- **EXERCISE REQUIREMENTS**
Copy the data below word for word, from the line that contains "of the snowflake" through the end of the data, both ends included.

- **EXCERPTED RECORDS**

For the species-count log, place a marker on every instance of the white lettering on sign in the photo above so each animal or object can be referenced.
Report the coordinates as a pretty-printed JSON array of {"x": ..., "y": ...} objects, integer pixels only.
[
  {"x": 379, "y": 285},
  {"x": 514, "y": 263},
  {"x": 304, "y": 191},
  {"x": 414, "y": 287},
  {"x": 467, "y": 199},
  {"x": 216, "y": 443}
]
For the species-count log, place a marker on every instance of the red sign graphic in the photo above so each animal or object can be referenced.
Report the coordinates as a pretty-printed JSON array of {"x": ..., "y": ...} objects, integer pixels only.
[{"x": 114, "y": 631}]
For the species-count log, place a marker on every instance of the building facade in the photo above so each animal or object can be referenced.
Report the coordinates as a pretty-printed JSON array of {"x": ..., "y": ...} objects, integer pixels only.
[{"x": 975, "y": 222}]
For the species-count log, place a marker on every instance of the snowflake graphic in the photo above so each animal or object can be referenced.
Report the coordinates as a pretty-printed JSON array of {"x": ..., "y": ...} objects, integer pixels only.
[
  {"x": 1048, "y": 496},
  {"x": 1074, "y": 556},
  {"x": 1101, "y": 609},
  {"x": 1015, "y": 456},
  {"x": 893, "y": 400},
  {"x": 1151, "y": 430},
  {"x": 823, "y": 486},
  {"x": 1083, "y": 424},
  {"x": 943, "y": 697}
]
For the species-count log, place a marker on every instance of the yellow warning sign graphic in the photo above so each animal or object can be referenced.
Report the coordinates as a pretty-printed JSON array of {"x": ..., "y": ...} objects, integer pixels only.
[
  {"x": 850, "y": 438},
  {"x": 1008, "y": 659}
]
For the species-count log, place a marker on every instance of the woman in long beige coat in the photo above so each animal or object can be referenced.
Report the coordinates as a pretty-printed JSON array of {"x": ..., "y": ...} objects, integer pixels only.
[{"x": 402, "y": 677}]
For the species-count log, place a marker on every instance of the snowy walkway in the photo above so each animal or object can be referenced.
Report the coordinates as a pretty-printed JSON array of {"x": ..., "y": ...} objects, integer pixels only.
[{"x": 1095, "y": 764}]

- **EXERCISE OUTPUT**
For the species-count log, place a marker on every instance of the snowflake graphic in the photo above so each animal or object can be referenced.
Report the coordinates as a pretty-printed JSON array of {"x": ..., "y": ...} objects, integer pixels only.
[
  {"x": 1048, "y": 496},
  {"x": 1074, "y": 556},
  {"x": 1101, "y": 609},
  {"x": 1015, "y": 456},
  {"x": 893, "y": 400},
  {"x": 1151, "y": 430},
  {"x": 823, "y": 486},
  {"x": 1083, "y": 424},
  {"x": 943, "y": 697}
]
For the species-count log, place a marker on every instance of the yellow warning sign graphic in the photo above so each animal or object can be referenced.
Report the coordinates as a pretty-printed JSON array of {"x": ..., "y": ...} objects, integer pixels only.
[
  {"x": 850, "y": 438},
  {"x": 1008, "y": 659}
]
For the species-count log, place a marker on every instance of the woman in long beige coat in the photo above so each animal or object can be referenced.
Report the coordinates as a pretty-printed JSON array of {"x": ..., "y": ...} objects, integer pixels only.
[{"x": 402, "y": 677}]
For the species-count log, place a marker on every instance of the snowy walkway in the photo above so each animal or object can be referenced.
Report the coordinates as a pretty-printed JSON array of {"x": ..., "y": ...} objects, integer pixels only.
[{"x": 1095, "y": 764}]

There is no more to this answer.